# [Instruction A]
Rename "keypoint" to "marker" in the entries starting at the line containing "For each instance of the pedestrian" and ending at the end of the entries, then give those lines again with nothing else changed.

* * * * * * *

The Manchurian Candidate is a 1959 novel by Richard Condon, in which a US soldier is brainwashed into unwittingly becoming a sleeper agent for communist conspiracies when he returns home.
He was part of a platoon that had been captured by Soviet commandos during the Korean War.
Younger souls will more likely remember the 2004 film adaptation of the same, starring Denzel Washington and Liev Shreiber, in which the latter, playing the role of Sergeant Raymond Shaw, who gets awarded for saving the lives of his unit during the Gulf War, and rises through the ranks and in politics, to become a vice-presidential candidate.
Soldier Bennett Marco, played by Denzel Washington, however, doubts that the incident ever took place, leading to an investigation that reveals Shaw is an agent of foreign powers.
In modern times “Manchurian candidate” has been widely accepted as someone who works for, or becomes a puppet of enemy powers within his country or organisation.
In fact, the Cambridge online dictionary defines it as “a person who is not loyal to, or who harms their own country or political party, because they are under the control or influence of another country or political party”.
Let us borrow this concept and localise it in regard to the declaration by businessman Jimi Wanjigi that he will run for president.
For a long time, Wanjigi has been one of the few top Kikuyu personalities close to ODM chief Raila Odinga.

* * * * * * *

# [Instruction B]
Quote the Manchurian candidate article word for word, starting at "He was part" and ending at "of foreign powers.".

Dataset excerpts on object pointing
* * * * * * *

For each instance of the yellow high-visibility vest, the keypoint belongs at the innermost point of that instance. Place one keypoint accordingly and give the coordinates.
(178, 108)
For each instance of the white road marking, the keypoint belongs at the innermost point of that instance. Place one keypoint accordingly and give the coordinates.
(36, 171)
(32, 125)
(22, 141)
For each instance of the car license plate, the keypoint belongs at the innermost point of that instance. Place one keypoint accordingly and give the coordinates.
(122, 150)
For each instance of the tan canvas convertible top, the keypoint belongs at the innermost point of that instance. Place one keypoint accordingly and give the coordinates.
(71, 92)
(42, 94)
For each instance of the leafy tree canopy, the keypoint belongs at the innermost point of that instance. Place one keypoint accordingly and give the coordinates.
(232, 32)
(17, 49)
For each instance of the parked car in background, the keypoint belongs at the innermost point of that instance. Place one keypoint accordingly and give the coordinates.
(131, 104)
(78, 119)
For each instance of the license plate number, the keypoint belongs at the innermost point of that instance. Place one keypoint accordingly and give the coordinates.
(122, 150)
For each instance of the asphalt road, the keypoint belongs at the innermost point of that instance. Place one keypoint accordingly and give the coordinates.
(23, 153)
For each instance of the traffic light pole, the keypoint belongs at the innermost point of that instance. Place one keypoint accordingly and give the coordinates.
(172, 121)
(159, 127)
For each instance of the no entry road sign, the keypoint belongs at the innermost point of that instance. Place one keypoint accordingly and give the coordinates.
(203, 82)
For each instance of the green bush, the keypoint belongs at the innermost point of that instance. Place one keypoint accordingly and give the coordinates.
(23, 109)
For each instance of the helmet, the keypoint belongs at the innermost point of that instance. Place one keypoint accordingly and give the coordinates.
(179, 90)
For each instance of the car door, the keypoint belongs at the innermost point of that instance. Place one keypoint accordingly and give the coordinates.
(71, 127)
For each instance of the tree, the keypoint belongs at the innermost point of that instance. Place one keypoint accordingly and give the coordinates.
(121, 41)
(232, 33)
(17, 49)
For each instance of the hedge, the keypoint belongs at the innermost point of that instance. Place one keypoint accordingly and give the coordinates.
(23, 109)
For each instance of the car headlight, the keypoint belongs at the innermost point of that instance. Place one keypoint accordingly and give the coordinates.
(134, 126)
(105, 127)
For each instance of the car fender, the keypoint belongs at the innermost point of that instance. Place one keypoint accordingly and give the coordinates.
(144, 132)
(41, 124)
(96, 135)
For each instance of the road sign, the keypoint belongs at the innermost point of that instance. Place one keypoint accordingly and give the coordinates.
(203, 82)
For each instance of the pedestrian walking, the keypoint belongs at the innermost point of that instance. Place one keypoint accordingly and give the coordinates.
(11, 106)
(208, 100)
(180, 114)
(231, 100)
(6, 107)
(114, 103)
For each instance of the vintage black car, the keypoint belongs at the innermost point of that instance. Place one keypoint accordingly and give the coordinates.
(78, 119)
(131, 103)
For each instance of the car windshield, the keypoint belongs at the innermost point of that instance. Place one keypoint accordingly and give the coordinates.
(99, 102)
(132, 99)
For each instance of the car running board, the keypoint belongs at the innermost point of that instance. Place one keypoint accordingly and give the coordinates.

* * * * * * *

# [Task result A]
For each instance of the pedestrian walking, the marker belongs at the innermost point of that instance. Place one marker accordingly and give the coordinates.
(11, 106)
(208, 100)
(180, 114)
(231, 100)
(6, 107)
(114, 103)
For each instance of the vintage black car, the marker belongs at the innermost point of that instance. Place one marker accordingly and give the coordinates.
(78, 119)
(131, 103)
For each instance of the car windshield, the marker belongs at the innermost point of that instance. Place one marker accordingly and give the coordinates.
(99, 102)
(132, 99)
For each instance of the car running board, the marker belongs at the innermost point of that instance. Place one marker accordingly and give the coordinates.

# [Task result B]
He was part of a platoon that had been captured by Soviet commandos during the Korean War.
Younger souls will more likely remember the 2004 film adaptation of the same, starring Denzel Washington and Liev Shreiber, in which the latter, playing the role of Sergeant Raymond Shaw, who gets awarded for saving the lives of his unit during the Gulf War, and rises through the ranks and in politics, to become a vice-presidential candidate.
Soldier Bennett Marco, played by Denzel Washington, however, doubts that the incident ever took place, leading to an investigation that reveals Shaw is an agent of foreign powers.